■ Goal ■
Write out all of the data without omission, exactly as shown.

# Records provided start

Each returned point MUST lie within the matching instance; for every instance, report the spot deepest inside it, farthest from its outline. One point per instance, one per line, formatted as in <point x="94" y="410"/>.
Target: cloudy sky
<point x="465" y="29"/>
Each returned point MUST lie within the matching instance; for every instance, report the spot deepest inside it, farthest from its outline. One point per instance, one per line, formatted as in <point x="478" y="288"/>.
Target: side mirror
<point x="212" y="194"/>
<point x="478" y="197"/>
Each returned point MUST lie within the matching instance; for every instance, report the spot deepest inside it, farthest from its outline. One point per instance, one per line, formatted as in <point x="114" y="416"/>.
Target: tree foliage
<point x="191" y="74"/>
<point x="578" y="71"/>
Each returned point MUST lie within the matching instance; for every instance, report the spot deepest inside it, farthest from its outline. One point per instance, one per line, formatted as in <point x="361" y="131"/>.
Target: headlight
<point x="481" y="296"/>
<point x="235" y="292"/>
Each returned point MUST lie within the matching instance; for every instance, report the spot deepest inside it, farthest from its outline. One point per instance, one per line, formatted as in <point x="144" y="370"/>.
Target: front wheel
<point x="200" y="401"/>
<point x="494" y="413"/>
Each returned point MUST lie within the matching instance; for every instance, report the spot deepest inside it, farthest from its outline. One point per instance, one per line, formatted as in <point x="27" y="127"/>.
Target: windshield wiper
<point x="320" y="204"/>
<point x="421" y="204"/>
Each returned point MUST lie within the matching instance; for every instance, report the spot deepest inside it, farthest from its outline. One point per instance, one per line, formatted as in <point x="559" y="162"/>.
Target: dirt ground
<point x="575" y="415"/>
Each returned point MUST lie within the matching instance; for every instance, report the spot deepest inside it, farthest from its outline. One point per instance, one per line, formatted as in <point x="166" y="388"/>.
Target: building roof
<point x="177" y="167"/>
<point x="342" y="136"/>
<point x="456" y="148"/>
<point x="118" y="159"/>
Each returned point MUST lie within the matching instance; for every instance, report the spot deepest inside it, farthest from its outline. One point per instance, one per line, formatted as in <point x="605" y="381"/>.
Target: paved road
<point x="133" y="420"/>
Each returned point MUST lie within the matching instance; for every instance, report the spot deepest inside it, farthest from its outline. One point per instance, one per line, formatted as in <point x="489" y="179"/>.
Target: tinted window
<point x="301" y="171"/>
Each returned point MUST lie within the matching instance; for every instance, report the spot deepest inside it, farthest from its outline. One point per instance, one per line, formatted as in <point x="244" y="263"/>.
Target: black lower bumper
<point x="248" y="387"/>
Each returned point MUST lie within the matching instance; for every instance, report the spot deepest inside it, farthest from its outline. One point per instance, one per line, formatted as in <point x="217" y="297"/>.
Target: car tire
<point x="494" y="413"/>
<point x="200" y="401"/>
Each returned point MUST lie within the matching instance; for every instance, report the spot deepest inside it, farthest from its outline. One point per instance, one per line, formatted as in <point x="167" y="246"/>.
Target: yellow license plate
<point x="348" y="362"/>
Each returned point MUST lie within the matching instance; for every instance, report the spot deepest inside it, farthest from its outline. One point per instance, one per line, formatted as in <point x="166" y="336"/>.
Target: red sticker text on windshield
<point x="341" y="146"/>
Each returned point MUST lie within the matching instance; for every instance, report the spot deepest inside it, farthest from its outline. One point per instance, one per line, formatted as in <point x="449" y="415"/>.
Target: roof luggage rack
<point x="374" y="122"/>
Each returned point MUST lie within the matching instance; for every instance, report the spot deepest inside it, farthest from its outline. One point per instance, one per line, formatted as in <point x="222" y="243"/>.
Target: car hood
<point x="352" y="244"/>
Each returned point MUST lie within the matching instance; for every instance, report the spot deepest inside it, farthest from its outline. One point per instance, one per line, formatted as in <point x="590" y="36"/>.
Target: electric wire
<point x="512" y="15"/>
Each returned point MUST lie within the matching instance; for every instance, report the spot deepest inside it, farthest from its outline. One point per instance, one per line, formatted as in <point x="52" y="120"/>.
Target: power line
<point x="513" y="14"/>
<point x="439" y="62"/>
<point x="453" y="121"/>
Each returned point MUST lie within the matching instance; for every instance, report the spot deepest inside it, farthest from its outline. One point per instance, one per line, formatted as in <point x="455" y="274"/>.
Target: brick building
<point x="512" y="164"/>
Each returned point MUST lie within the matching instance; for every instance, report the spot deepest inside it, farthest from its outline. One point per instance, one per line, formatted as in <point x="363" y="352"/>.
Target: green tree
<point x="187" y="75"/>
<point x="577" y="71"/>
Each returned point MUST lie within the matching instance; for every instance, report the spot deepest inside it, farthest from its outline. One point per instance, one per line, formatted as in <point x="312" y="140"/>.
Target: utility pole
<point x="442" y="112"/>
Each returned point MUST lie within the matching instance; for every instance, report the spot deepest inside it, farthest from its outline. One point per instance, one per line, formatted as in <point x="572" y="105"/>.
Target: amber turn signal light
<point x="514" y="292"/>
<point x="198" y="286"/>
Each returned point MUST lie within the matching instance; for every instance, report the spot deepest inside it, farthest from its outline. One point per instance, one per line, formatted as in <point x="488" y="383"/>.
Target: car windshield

# Records provided end

■ Worked solution ■
Each returned point MUST lie within the matching instance; for every instance, report the spot deepest inside it, farthest from its outline. One point per instance, one per line, formatted as in <point x="94" y="410"/>.
Target: cloudy sky
<point x="465" y="29"/>
Each returned point MUST lie within the matching instance; for every instance, report the spot deepest inside it, farthest from its outline. One point per instance, one per line, formatted as in <point x="478" y="288"/>.
Target: side mirror
<point x="212" y="194"/>
<point x="478" y="197"/>
Each returned point MUST lie within the matching instance; for every instance, report the spot deepest inside it, farthest from its outline. One point per instance, one per line, formatted as in <point x="114" y="416"/>.
Target: tree foliage
<point x="191" y="74"/>
<point x="578" y="71"/>
Each returned point MUST lie within the matching instance; for every instance, report the spot deepest inside it, farthest from its outline. One point per instance, one per line, formatted as in <point x="361" y="131"/>.
Target: headlight
<point x="481" y="296"/>
<point x="235" y="292"/>
Each returned point MUST lie within the matching instance; for every instance, report the spot deepest inside it, farthest from its outline. One point per instance, one per line, formatted as in <point x="144" y="370"/>.
Target: front wheel
<point x="200" y="401"/>
<point x="494" y="413"/>
Each returned point MUST lie within the matching instance; for every instance, report the spot deepest inside it, farthest from its outline. One point per instance, one per line, formatted as in <point x="27" y="127"/>.
Target: windshield wiper
<point x="320" y="204"/>
<point x="421" y="204"/>
Each returned point MUST lie within the matching instance; for every instance, report the spot deepest inside it, farthest from its outline. One point per instance, one per line, formatted as in <point x="559" y="162"/>.
Target: dirt ground
<point x="575" y="415"/>
Each returned point MUST lie within the matching instance; for every instance, report the spot deepest inside it, farthest from its outline. One point per instance, one per line, formatted as in <point x="166" y="388"/>.
Target: building roof
<point x="177" y="167"/>
<point x="342" y="136"/>
<point x="456" y="148"/>
<point x="118" y="159"/>
Each returned point MUST lie within the matching instance; for every instance, report the spot deepest inside it, farthest from its outline. One point per instance, one per line, formatted as in <point x="605" y="381"/>.
Target: paved road
<point x="133" y="420"/>
Each returned point MUST lie within the matching instance; for every instance, report the spot deepest inside it, farthest from its outline. One point per instance, one per line, formatted as in <point x="489" y="179"/>.
Target: tinted window
<point x="301" y="171"/>
Each returned point MUST lie within the matching instance; for every instance, report the spot deepest inside it, farthest from its outline. One point per instance, one per line, formatted as in <point x="244" y="263"/>.
Target: black lower bumper
<point x="248" y="387"/>
Each returned point MUST lie within the matching instance; for every instance, report the spot deepest inside it, farthest from its outline. One point per instance, one per line, formatted as in <point x="217" y="297"/>.
Target: car tire
<point x="494" y="413"/>
<point x="200" y="401"/>
Each returned point MUST lie within the matching instance; for every instance, report the spot deepest inside it, farthest from its outline. One point per instance, one per line, formatted as in <point x="167" y="246"/>.
Target: yellow license plate
<point x="348" y="362"/>
Each returned point MUST lie within the matching instance; for every instance, report the spot deepest inside it, farthest from its outline. One point per instance, one per line, formatted as in <point x="166" y="336"/>.
Target: red sticker text on windshield
<point x="341" y="146"/>
Each returned point MUST lie within the matching instance; for every instance, report the spot deepest inside it, farthest from its outline. One point per instance, one per line, formatted as in <point x="449" y="415"/>.
Target: roof luggage rack
<point x="374" y="122"/>
Each returned point MUST lie within the matching instance; for every instance, report the spot deepest inside it, farthest from its outline. One point per instance, one per line, formatted as in <point x="222" y="243"/>.
Target: car hood
<point x="352" y="244"/>
Each returned point MUST lie within the matching instance; for every instance, report the spot deepest inside it, farthest from its outline. One point per instance, one per line, formatted as in <point x="590" y="36"/>.
Target: electric wire
<point x="512" y="15"/>
Each returned point MUST lie within the matching instance; for every instance, report the spot deepest inside it, farthest from its outline. One point per instance, one per line, formatted as in <point x="52" y="120"/>.
Target: power line
<point x="513" y="14"/>
<point x="439" y="62"/>
<point x="453" y="121"/>
Each returned point MUST lie within the matching instance; for every instance, report the spot deepest inside it, farthest from its outline. One point per instance, one per line, formatted as in <point x="455" y="274"/>.
Target: brick building
<point x="512" y="164"/>
Each returned point MUST lie within the matching instance; for every instance, report the spot deepest inside it, farthest from its outline. One point per instance, one per line, formatted as in <point x="363" y="352"/>.
Target: green tree
<point x="187" y="75"/>
<point x="577" y="71"/>
Each returned point MUST lie within the matching instance; for every instance, report the spot deepest inside it, farthest from its outline. One point per instance, one per line, formatted as in <point x="312" y="140"/>.
Target: utility pole
<point x="442" y="112"/>
Each returned point MUST lie within the matching instance; for every instance, report the spot deepest inside it, farthest from its outline. One point per instance, one per line, formatted as in <point x="572" y="105"/>.
Target: amber turn signal light
<point x="514" y="292"/>
<point x="198" y="286"/>
Each returned point MUST lie within the matching instance; for every instance, report the spot deepest inside it, farthest from its outline. One point per instance, one per line, formatted as in <point x="488" y="383"/>.
Target: car windshield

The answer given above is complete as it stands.